### WHAT IS ASKED
Pull out every line of the items below and repeat each one word for word, changing nothing.

— START EXTRACTED INFORMATION —

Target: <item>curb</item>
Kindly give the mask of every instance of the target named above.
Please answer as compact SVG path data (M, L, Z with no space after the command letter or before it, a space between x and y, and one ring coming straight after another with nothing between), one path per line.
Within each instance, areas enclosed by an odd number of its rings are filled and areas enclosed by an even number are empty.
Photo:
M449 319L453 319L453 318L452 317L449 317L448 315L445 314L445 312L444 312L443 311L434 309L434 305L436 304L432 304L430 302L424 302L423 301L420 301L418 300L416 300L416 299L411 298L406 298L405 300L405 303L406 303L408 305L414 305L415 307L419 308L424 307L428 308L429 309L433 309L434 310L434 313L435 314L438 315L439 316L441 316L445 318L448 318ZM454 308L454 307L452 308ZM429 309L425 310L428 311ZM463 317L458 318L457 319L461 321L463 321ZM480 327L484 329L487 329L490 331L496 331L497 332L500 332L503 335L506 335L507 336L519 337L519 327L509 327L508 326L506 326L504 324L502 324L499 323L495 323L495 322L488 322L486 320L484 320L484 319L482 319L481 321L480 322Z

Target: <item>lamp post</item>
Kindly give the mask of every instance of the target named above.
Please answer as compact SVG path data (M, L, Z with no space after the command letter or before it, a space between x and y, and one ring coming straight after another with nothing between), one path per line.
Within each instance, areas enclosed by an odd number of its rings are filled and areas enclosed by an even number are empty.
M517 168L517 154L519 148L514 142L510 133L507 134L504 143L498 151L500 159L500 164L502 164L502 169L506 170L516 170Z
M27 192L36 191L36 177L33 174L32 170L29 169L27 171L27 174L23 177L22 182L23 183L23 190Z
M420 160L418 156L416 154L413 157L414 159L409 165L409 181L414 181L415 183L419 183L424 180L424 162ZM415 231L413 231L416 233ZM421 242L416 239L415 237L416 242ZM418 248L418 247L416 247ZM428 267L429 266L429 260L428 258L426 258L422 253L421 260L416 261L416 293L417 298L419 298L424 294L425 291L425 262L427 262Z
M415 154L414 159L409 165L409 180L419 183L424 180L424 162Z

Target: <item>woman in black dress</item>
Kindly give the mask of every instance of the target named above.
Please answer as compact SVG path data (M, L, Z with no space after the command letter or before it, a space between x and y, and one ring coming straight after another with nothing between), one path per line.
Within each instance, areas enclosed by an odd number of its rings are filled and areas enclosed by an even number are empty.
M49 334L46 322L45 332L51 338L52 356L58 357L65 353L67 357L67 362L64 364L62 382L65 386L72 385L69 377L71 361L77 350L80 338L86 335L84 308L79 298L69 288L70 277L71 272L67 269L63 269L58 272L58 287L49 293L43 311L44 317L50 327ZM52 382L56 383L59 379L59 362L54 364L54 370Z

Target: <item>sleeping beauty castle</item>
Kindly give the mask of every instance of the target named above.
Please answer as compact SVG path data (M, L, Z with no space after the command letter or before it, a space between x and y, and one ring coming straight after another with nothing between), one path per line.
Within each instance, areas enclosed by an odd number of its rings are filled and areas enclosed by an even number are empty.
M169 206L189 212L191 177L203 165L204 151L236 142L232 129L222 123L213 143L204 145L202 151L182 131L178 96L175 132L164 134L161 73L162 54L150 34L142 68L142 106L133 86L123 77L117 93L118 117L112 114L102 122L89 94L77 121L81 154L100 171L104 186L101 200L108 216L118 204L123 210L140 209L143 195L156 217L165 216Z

— END EXTRACTED INFORMATION —

### COMPLETE OUTPUT
Target: <item>curb</item>
Kindly give the mask of every instance of the target named above.
Please answer as compact SVG path data (M, L, Z with no space after the command letter or before it, a space between x and y, and one ring coming straight after another with nothing between), one path per line.
Within each instance, areas enclosed by an odd number of its rings are filled and areas enclosed by an even number are empty.
Photo:
M449 319L453 319L453 318L452 317L449 317L448 315L445 314L445 312L444 312L443 311L434 309L434 305L436 304L432 304L430 302L424 302L423 301L420 301L418 300L416 300L416 299L411 298L406 298L405 300L405 303L406 303L408 305L414 305L415 307L419 308L424 307L428 308L429 309L433 309L434 310L434 313L435 314L438 315L439 316L441 316L445 318L448 318ZM454 308L454 307L452 308ZM429 309L425 310L428 311ZM463 317L458 318L457 319L461 321L463 321ZM480 327L484 329L487 329L490 331L496 331L497 332L500 332L503 335L506 335L507 336L519 337L519 327L509 327L508 326L506 326L504 324L502 324L499 323L495 323L495 322L488 322L486 320L484 320L484 319L482 319L481 321L480 322Z

Target: <item>lamp post</item>
Kindly give the mask of every instance of the target named above.
Please answer as compact SVG path data (M, L, Z with no space after the command letter or before it, a space between x and y, and one ring coming straight after another with nothing between), one path per line.
Within each instance, areas enclosed by an odd number of its rings are filled and areas enclosed by an even number are empty.
M517 168L517 154L519 148L514 142L510 133L507 134L504 143L498 151L500 159L500 164L502 164L502 169L506 170L516 170Z
M27 192L36 191L36 177L33 174L32 170L29 169L27 171L27 174L23 177L22 182L23 183L23 190Z
M420 160L418 156L416 154L413 157L414 159L409 165L409 181L414 181L415 183L419 183L424 180L424 162ZM415 231L413 231L416 233ZM421 242L416 239L415 237L416 242ZM418 248L418 247L416 247ZM428 267L429 266L429 260L428 258L426 258L422 253L421 260L416 261L416 293L417 298L419 298L424 294L425 291L425 262L427 262Z
M415 154L414 159L409 165L409 180L419 183L424 180L424 162Z

Target: <item>woman in black dress</item>
Kindly give the mask of every instance of the target named above.
Please answer as compact SVG path data (M, L, Z with no space after the command letter or before it, a space between x and y, and one ring coming straight after another with nothing between), one path per line.
Within each instance, areas enclosed by an odd number of its rings are filled and areas enclosed by an even number are empty.
M49 334L46 322L45 332L51 338L52 356L58 357L65 353L67 357L67 362L64 364L62 382L65 386L72 385L69 377L71 361L77 350L80 338L86 335L84 308L79 298L69 288L70 277L71 272L67 269L63 269L58 272L58 287L49 293L43 311L44 317L50 327ZM52 382L56 383L59 379L59 362L54 364L54 370Z

Target: <item>sleeping beauty castle</item>
Kindly give the mask of every instance of the target named above.
Please answer as compact SVG path data (M, L, Z with no space after the command letter or before it, a space between x and y, and one ring coming straight after another with nothing between), one path per line.
Within each instance, areas enclosed by an odd number of its rings are filled and areas enclosed by an even number are empty.
M169 206L189 212L191 177L203 165L204 151L236 142L232 129L222 123L213 143L204 145L202 151L182 131L178 96L175 132L164 134L161 73L162 54L150 34L142 68L142 106L133 86L123 77L117 93L118 117L112 114L102 122L89 94L77 121L81 154L100 171L104 186L101 200L108 216L118 204L123 210L140 209L143 195L156 217L165 216Z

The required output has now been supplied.